Start of Excerpted records

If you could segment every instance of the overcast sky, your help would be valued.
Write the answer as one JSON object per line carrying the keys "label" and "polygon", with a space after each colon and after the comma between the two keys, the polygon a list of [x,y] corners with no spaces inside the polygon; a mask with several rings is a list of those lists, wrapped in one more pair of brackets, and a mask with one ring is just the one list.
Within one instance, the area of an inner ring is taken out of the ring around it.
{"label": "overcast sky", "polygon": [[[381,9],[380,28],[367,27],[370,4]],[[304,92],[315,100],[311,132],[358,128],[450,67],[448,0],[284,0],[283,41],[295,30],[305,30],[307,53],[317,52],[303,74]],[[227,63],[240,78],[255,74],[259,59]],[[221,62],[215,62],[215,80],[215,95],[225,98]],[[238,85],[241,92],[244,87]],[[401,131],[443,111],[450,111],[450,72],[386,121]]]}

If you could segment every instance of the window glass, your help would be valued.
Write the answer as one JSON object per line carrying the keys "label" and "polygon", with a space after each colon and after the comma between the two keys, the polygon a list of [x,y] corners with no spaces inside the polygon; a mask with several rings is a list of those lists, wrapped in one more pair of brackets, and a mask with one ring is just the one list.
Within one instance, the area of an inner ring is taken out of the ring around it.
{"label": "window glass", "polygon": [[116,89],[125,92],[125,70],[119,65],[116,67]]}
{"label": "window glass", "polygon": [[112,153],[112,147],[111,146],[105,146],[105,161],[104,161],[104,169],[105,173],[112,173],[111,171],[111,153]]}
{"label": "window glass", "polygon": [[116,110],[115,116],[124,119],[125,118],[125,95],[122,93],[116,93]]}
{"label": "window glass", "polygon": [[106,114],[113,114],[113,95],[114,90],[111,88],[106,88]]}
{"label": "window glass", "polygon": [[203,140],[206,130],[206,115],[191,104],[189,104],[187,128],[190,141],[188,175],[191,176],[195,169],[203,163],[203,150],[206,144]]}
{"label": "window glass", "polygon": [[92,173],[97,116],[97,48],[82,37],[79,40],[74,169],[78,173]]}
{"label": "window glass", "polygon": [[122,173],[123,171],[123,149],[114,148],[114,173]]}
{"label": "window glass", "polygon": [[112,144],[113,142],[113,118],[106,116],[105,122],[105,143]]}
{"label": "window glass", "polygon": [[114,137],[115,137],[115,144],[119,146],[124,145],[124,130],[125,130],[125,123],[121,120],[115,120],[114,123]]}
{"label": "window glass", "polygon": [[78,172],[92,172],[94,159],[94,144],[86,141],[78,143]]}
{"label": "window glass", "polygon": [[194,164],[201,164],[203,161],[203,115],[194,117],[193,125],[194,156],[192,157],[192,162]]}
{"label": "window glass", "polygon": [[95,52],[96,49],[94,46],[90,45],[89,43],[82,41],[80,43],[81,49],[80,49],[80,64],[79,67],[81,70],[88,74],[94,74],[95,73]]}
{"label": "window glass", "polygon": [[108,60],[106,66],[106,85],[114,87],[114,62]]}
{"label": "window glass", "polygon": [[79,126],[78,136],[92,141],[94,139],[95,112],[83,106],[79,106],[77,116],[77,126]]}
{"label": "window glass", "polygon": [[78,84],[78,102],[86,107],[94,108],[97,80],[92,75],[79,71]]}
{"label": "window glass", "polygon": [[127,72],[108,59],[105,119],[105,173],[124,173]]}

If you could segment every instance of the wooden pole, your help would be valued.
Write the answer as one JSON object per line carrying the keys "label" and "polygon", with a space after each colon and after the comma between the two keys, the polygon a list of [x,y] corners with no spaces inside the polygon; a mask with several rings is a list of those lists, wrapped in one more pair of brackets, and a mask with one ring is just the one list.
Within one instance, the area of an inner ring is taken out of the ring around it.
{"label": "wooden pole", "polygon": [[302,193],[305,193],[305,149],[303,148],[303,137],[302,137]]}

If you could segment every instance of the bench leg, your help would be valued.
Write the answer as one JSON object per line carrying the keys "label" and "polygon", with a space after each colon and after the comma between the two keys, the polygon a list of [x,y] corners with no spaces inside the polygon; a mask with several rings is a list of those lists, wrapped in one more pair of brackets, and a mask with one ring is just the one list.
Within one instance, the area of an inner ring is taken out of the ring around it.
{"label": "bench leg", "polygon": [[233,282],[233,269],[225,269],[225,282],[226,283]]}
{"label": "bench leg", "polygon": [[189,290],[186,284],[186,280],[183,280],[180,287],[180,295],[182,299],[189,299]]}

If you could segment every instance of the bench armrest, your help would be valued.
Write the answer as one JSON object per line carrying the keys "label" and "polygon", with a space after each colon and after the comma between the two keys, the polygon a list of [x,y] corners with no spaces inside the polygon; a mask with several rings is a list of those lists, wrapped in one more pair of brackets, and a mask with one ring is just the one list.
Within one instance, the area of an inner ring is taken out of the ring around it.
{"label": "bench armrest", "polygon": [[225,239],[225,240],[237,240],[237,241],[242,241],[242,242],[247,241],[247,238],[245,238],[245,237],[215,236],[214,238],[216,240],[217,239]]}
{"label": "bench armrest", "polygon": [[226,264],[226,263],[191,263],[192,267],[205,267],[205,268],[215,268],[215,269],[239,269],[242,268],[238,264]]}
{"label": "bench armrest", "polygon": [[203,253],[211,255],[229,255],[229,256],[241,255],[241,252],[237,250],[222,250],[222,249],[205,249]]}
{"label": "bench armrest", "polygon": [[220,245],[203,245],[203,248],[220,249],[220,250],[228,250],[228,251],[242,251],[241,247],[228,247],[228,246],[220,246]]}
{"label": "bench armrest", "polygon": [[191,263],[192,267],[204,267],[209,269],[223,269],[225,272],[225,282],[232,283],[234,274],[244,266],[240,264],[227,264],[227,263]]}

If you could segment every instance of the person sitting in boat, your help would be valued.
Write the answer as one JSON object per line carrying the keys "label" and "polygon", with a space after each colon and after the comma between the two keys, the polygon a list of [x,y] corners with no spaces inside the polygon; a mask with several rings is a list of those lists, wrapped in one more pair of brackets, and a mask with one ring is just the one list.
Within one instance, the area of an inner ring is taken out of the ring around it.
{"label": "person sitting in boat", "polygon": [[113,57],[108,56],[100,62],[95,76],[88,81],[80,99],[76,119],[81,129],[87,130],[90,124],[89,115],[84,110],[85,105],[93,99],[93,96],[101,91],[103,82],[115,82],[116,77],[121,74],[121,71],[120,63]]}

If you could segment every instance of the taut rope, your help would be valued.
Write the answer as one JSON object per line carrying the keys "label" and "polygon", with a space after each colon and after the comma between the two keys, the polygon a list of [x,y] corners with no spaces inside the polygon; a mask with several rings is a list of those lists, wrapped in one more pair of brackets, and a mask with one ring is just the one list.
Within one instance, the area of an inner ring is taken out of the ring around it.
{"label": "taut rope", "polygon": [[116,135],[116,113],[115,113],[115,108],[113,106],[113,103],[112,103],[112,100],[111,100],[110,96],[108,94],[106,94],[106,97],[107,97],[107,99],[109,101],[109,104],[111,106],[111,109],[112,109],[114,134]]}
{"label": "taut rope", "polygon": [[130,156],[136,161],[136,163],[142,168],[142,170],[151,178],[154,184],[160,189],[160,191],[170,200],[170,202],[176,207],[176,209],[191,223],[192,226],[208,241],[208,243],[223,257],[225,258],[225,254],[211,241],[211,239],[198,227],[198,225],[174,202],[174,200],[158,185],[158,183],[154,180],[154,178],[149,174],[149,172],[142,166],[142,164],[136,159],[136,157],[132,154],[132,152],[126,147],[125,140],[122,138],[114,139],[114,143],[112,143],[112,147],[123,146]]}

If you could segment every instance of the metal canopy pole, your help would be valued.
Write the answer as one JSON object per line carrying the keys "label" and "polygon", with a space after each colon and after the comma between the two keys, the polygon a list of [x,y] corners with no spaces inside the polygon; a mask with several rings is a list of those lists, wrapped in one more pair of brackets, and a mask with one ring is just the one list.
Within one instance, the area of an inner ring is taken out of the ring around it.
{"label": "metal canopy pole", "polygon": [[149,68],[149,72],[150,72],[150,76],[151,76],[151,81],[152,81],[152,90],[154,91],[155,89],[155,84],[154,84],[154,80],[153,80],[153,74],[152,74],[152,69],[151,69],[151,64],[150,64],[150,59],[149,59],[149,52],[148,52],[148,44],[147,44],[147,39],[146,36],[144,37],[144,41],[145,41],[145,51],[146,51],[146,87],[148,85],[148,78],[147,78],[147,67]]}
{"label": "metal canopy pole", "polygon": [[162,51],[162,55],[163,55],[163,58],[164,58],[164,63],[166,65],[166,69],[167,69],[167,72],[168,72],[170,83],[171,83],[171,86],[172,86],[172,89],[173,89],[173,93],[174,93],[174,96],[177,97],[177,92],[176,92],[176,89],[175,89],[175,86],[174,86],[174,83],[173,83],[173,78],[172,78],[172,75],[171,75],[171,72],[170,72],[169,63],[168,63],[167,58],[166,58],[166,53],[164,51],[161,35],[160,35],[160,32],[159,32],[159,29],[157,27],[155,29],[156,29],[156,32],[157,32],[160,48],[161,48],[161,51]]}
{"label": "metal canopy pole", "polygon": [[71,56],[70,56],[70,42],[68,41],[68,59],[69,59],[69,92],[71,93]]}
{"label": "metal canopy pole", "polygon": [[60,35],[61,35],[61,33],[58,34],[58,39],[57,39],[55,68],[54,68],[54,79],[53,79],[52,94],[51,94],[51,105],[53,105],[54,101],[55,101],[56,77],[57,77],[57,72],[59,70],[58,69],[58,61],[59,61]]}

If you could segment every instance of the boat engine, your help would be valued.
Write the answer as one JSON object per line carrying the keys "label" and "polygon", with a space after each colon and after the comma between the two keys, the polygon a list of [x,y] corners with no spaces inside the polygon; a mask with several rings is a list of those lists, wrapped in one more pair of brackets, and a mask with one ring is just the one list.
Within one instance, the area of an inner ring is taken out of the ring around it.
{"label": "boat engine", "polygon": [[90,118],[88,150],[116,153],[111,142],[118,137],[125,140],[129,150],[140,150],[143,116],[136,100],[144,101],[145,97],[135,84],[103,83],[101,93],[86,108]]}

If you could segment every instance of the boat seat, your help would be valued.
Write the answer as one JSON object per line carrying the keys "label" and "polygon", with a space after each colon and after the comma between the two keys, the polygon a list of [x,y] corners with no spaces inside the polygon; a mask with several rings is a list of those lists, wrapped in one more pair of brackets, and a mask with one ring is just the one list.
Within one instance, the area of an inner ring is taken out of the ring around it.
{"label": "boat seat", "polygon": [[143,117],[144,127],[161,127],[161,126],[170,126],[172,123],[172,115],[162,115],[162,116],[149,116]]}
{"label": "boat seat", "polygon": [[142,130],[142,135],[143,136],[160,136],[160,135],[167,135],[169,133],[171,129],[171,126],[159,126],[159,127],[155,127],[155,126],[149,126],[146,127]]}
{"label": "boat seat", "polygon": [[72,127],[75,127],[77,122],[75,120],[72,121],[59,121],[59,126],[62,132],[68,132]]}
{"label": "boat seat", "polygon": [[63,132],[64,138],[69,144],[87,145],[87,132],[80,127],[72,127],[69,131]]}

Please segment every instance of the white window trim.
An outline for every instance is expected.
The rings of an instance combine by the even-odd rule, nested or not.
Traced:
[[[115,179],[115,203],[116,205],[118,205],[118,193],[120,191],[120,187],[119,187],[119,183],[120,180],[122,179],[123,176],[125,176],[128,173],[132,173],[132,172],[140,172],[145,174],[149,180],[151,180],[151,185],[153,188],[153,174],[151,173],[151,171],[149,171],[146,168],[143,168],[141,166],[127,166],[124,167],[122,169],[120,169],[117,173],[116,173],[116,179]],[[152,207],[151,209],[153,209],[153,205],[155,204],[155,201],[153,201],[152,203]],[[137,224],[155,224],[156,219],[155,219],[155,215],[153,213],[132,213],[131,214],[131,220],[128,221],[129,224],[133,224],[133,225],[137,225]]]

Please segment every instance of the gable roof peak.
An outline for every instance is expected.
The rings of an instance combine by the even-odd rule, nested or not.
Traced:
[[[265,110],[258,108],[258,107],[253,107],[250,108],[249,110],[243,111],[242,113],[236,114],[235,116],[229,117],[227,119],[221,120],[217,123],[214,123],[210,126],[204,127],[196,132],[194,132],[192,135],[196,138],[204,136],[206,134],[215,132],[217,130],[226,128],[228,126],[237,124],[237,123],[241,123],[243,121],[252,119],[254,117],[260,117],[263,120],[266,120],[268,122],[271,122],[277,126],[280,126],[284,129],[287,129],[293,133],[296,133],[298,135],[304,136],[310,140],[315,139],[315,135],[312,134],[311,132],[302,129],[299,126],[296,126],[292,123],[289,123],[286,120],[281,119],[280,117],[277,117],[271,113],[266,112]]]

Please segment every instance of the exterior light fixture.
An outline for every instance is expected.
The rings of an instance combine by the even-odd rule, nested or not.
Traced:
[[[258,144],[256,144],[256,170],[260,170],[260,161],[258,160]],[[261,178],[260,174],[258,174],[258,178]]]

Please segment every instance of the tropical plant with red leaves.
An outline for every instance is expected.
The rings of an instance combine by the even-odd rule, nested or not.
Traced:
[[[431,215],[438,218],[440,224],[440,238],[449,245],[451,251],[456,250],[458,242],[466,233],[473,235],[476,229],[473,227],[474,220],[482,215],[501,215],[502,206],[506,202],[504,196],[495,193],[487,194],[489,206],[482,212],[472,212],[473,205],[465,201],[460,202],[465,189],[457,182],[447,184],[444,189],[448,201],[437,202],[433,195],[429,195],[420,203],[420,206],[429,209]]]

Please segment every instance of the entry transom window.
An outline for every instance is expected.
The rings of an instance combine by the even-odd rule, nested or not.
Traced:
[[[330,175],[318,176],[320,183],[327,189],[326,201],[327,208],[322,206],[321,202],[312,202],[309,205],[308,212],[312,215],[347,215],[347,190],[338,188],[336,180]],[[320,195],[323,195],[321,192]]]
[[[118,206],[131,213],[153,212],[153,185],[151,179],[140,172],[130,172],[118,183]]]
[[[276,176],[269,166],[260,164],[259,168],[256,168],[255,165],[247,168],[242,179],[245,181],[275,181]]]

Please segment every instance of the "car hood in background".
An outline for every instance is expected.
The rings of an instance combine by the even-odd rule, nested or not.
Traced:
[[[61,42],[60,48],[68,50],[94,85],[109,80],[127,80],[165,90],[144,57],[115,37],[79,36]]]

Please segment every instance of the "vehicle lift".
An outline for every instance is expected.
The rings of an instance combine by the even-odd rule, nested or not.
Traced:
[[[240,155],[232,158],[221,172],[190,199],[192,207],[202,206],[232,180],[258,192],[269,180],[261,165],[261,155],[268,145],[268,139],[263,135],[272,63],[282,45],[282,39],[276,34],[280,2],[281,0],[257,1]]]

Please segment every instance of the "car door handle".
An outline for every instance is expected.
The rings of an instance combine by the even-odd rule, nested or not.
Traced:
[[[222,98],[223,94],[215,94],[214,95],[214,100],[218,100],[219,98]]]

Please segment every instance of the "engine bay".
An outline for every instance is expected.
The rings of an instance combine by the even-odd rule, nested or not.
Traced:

End of Excerpted records

== Task statement ==
Write out every line from the entries where "valued" appears.

== Written solution ==
If you could segment every instance of the overcast sky, your help would be valued.
If you could segment every instance of the window glass, your help would be valued.
If you could segment every instance of the wooden pole, your help would be valued.
If you could segment every instance of the bench leg, your help would be valued.
If you could segment every instance of the bench armrest, your help would be valued.
If you could segment every instance of the person sitting in boat, your help would be valued.
If you could segment every instance of the taut rope, your help would be valued.
If you could segment every instance of the metal canopy pole, your help would be valued.
If you could segment every instance of the boat engine, your help would be valued.
If you could segment every instance of the boat seat, your help would be valued.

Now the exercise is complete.